PROBLEM TO SOLVE: Rescale the rows between the line containing "Target — blue sky" and the end of the rows, inclusive: give only those lines again, request lines unchanged, with every x and y point coordinate multiplied by 2.3 and rounded to a whole number, halves rounding up.

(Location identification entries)
══════

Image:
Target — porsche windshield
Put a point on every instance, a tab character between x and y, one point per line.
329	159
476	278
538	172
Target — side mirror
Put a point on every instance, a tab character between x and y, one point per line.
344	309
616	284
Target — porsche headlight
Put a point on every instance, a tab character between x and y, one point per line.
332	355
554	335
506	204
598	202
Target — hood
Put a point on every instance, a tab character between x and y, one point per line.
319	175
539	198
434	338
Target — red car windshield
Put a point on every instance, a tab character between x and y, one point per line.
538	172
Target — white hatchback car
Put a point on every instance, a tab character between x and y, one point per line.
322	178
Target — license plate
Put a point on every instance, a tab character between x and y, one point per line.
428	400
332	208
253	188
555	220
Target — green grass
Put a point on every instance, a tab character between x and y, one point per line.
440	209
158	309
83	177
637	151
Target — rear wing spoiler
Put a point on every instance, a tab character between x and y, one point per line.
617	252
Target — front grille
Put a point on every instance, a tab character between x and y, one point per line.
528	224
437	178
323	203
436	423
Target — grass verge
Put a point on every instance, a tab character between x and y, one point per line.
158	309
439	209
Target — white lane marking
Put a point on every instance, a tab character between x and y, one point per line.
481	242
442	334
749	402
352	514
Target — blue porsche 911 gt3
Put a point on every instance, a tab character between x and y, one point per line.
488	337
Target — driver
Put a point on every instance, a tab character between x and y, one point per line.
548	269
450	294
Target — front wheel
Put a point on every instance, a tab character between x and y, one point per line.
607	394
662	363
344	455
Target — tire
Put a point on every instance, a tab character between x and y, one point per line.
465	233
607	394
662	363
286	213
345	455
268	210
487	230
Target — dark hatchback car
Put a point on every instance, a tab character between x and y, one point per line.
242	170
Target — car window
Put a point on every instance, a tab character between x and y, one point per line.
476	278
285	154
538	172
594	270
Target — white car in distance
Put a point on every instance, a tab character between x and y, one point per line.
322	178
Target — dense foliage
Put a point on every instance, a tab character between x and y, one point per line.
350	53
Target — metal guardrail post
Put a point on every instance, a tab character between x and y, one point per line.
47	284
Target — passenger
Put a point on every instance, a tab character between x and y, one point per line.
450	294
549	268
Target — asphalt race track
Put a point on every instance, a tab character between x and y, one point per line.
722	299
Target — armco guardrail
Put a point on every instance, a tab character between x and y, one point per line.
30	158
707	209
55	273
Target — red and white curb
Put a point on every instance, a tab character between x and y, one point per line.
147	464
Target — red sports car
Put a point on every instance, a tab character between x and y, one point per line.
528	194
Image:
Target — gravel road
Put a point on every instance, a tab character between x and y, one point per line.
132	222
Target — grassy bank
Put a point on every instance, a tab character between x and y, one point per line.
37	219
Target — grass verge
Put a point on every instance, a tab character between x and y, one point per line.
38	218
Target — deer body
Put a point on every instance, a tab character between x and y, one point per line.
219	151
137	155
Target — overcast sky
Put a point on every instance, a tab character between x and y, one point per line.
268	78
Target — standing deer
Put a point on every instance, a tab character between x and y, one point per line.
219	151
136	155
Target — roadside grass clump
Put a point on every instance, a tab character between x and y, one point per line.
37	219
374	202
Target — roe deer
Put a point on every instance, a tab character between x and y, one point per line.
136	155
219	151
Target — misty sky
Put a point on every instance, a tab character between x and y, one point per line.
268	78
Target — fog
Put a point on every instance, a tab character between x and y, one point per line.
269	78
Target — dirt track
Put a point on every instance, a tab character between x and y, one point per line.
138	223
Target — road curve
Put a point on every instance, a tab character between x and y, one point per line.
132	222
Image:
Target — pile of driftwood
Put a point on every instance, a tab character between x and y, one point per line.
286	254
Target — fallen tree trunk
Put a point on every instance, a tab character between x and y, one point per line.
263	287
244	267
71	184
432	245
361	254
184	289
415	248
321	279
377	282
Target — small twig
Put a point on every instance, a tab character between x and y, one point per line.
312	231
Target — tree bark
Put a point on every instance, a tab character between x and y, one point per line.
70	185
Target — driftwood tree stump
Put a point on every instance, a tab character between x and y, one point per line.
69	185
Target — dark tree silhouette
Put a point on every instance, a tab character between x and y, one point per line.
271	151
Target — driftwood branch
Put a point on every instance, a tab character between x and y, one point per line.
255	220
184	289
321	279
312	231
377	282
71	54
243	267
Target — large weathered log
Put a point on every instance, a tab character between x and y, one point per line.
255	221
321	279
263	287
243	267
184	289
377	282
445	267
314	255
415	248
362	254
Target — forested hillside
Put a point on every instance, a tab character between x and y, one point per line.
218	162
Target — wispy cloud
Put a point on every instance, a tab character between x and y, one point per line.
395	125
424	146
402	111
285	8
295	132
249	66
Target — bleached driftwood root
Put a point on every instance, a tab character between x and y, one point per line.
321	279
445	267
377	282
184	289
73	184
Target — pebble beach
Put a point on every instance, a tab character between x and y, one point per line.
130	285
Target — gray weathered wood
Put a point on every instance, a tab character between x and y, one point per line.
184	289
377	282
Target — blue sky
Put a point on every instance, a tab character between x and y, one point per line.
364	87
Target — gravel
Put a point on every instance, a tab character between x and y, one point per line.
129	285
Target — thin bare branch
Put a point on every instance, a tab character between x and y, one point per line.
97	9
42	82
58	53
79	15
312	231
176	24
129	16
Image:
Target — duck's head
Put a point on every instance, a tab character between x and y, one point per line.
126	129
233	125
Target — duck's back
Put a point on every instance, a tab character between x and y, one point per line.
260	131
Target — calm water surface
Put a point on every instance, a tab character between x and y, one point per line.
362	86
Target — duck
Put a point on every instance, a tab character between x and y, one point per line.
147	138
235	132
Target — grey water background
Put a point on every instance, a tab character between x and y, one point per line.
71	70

══════

THE OUTPUT:
Target — blue sky
Put a point on every instance, a tab character between x and y, one point per line.
837	200
Target — gravel
Put a point on every instance, a tab character between x and y, one point per line.
297	656
Target — thin bare branch
Put a point on every instance, a tab character between x and y, one point per line.
223	21
97	189
133	122
182	35
718	531
405	55
297	37
Image:
Target — duck's head
Put a point on every instance, a tab character between x and y, one point per line.
290	297
536	288
Target — duck's back
Put a point on every instance, a tab character between x and y, one point per line.
598	301
Target — calm water surface
Put a point on every instance, a tab character between x and y, one point per line.
833	198
Target — duck
Put a point on every instance, a tab character between x and y, one point per line.
338	317
541	304
Target — grey water background
Put a point on every instance, a tab character between x and y, one point per line.
163	161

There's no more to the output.